[Referring expression data]
+---+
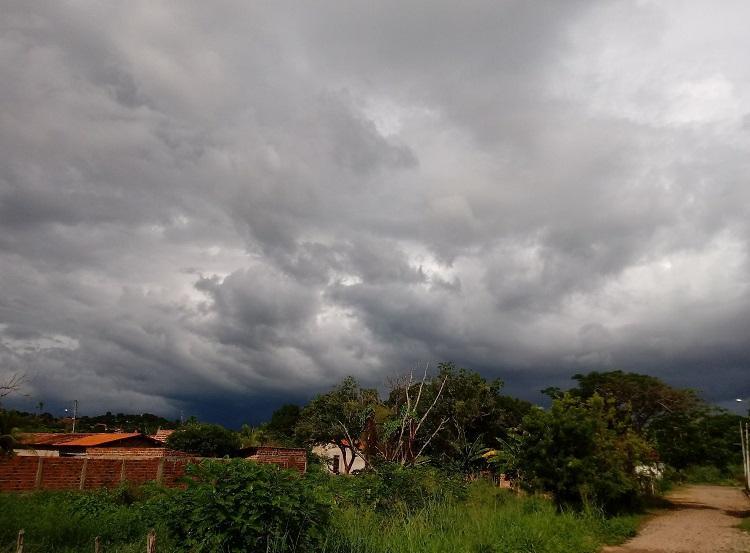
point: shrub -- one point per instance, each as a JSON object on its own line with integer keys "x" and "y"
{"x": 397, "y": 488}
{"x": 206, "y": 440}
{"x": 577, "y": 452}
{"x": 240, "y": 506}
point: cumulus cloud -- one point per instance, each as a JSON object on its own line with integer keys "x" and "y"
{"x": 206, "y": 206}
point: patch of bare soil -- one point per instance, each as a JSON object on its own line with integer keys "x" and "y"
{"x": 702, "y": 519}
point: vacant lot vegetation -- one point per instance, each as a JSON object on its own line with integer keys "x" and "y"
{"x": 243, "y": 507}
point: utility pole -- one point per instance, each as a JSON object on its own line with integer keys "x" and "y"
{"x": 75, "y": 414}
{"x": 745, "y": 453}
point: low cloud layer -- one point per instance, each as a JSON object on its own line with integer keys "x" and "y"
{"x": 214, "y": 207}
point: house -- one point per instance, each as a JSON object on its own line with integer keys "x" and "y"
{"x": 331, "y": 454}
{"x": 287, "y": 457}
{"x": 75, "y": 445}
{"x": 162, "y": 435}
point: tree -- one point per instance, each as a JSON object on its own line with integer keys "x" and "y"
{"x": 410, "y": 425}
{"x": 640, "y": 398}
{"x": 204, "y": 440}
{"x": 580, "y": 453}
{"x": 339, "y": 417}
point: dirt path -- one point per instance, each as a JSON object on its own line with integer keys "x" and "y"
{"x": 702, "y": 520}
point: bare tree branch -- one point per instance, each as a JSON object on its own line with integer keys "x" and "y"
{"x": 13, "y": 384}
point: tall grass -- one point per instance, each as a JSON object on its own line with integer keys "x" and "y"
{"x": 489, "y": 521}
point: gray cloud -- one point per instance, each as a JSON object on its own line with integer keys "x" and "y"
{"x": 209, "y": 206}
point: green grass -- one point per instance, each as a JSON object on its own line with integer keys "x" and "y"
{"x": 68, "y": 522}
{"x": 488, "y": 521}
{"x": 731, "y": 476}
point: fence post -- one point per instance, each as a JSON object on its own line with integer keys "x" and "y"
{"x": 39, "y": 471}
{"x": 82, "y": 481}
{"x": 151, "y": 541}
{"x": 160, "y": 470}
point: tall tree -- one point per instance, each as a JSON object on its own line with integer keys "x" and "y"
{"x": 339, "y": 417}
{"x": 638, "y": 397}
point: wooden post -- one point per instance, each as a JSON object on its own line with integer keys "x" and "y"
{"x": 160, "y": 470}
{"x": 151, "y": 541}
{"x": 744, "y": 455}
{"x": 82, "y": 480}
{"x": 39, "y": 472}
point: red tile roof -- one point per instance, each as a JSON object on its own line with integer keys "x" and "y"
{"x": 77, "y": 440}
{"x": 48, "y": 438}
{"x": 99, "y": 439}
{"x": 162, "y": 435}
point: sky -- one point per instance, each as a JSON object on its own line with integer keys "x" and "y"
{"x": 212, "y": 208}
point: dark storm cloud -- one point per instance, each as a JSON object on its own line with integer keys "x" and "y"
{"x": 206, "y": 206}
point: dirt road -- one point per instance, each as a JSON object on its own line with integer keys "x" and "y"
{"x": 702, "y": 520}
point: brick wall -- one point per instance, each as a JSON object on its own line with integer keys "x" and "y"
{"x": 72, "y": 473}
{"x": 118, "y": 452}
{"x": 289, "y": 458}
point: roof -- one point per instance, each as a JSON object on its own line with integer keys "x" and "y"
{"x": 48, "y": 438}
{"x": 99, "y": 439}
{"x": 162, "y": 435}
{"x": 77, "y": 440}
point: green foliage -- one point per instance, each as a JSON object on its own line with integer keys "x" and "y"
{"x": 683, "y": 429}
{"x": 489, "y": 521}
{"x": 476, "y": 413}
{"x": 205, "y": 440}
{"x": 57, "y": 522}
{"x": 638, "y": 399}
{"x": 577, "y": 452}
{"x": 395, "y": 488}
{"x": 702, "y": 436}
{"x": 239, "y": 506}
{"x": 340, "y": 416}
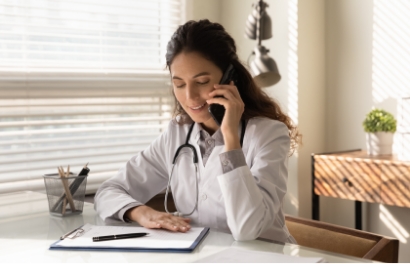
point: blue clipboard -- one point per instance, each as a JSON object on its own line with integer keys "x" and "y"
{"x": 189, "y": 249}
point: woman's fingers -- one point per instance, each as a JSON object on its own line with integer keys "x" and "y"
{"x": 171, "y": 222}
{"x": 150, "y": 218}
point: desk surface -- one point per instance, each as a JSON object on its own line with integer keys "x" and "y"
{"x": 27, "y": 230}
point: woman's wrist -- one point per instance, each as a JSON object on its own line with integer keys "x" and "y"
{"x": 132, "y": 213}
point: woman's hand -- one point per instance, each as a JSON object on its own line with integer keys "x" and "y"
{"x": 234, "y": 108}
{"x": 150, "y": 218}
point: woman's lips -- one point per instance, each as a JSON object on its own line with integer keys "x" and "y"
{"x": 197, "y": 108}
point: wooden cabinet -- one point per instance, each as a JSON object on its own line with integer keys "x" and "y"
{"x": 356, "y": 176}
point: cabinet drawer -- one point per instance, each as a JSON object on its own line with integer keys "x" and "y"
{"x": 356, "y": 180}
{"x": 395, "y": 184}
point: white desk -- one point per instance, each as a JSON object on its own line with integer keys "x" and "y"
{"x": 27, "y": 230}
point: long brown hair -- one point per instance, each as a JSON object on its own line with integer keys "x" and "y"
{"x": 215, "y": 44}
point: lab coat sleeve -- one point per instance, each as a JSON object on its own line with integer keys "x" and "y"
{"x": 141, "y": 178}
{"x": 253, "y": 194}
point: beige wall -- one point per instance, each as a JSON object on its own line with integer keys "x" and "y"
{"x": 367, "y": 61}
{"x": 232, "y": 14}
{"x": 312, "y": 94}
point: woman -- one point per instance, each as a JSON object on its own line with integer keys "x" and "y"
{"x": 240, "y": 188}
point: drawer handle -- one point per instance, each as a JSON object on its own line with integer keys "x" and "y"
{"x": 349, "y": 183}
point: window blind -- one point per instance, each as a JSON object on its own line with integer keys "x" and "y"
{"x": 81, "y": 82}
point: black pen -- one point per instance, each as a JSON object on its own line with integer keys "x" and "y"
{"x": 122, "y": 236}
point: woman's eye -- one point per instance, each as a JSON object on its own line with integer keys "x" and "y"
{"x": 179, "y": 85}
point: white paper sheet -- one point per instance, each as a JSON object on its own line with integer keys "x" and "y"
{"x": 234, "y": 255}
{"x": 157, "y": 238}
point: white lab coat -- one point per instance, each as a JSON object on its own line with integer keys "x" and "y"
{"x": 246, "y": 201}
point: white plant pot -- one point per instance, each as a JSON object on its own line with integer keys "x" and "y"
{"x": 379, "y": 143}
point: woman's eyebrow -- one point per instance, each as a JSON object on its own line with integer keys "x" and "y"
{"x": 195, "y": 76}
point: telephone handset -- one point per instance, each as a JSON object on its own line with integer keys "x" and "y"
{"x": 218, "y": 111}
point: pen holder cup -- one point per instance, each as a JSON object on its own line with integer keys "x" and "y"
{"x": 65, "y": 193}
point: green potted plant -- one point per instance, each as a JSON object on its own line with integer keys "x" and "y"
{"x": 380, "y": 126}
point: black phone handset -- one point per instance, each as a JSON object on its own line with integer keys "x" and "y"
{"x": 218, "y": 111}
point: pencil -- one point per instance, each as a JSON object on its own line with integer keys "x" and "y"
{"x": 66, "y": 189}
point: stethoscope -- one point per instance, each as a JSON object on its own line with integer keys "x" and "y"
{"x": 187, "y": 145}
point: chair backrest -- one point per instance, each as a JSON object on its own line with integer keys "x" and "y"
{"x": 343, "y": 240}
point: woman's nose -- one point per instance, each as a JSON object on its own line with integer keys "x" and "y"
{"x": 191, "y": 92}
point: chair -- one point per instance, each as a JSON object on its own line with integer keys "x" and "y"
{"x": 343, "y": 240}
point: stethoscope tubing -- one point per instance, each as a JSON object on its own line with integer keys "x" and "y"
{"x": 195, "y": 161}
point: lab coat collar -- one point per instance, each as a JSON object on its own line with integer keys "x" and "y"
+---+
WHAT YOU ARE ASKED TO DO:
Look above for the line containing "point: stethoscope tubing". Return it and each line after it exactly, through the last line, and nothing more.

REPLY TO THE TASK:
point: stethoscope tubing -- one point per instance, each as a JSON object on its own line with integer keys "x" and "y"
{"x": 195, "y": 161}
point: lab coat collar -- one point per instance, each as a JSON object on its own line with integer keys "x" and "y"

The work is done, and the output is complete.